WHAT IS NEEDED. Please show each line of the material below that contains the word "drawer".

Point annotation dataset records:
▽
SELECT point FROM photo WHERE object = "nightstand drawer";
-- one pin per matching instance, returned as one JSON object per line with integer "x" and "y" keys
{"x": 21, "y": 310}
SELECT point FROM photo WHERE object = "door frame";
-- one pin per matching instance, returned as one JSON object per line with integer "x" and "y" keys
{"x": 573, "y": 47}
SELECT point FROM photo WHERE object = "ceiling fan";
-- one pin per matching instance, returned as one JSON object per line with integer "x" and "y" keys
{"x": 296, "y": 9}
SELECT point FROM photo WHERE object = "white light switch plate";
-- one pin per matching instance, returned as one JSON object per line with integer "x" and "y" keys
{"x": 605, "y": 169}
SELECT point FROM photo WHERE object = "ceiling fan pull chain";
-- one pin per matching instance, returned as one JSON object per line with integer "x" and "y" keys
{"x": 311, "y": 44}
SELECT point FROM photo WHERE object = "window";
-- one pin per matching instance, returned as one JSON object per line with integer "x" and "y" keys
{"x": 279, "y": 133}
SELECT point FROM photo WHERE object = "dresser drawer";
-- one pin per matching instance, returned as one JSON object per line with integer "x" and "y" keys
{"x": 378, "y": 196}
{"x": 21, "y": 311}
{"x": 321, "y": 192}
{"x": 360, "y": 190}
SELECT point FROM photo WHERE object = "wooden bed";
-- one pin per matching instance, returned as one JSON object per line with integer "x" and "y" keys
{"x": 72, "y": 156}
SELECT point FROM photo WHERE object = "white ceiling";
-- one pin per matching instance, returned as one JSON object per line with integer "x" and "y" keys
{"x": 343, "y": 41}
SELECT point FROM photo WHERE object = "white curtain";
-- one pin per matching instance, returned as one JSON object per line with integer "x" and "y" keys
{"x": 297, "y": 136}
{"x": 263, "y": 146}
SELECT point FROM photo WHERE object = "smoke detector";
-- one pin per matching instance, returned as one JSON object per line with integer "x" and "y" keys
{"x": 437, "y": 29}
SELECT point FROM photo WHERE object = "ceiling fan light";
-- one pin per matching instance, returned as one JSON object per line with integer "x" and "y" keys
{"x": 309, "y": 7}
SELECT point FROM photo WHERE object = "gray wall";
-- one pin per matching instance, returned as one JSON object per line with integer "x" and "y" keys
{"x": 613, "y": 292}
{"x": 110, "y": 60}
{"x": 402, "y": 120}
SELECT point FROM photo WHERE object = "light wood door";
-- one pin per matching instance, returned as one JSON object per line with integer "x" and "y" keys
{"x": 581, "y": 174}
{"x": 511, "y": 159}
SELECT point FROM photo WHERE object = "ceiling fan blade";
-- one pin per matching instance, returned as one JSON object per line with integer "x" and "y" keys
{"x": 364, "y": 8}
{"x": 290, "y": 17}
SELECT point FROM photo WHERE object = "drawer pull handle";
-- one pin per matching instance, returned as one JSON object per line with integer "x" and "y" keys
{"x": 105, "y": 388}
△
▽
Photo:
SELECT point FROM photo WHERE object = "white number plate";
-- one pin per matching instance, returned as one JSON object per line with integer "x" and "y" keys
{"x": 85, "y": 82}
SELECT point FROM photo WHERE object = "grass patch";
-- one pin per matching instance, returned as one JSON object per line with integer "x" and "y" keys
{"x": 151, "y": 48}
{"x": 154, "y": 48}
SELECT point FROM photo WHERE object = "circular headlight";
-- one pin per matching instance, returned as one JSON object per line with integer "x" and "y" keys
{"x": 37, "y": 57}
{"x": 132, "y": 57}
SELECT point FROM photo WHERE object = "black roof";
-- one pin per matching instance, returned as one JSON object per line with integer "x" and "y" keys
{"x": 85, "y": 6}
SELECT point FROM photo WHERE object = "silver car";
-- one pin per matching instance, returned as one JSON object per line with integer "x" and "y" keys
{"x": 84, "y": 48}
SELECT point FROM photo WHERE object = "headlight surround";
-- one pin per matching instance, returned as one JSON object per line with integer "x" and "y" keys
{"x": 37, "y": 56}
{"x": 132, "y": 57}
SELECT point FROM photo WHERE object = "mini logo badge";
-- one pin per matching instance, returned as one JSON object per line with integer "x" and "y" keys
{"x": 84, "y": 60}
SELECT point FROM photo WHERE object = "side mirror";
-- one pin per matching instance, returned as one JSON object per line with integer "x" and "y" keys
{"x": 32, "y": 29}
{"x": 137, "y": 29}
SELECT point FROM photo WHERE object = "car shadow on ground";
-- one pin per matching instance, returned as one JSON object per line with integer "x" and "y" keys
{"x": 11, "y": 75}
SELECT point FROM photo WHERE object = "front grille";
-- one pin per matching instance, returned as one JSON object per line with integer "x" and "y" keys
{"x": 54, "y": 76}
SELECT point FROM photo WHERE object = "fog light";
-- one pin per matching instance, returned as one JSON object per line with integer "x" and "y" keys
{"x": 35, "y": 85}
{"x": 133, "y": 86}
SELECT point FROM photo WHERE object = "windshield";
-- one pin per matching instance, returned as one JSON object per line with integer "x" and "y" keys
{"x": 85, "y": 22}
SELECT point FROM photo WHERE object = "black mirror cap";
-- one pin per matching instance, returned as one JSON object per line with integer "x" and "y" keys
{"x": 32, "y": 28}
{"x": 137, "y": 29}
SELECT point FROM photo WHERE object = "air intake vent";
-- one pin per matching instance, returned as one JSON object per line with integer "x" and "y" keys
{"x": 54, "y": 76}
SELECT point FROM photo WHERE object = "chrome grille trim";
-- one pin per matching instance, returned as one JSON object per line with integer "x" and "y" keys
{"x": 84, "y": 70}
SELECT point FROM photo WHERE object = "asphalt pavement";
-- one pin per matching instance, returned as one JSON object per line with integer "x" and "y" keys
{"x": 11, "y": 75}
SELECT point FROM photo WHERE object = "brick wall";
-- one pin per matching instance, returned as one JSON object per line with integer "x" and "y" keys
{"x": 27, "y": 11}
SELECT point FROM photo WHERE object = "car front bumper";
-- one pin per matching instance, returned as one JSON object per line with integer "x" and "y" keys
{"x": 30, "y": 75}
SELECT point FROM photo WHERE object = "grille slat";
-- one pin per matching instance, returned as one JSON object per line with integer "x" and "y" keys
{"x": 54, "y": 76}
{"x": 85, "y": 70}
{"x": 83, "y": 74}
△
EXERCISE OUTPUT.
SELECT point FROM photo WHERE object = "nightstand drawer";
SELECT point FROM photo WHERE object = "dresser drawer";
SELECT point FROM photo WHERE object = "drawer pull handle";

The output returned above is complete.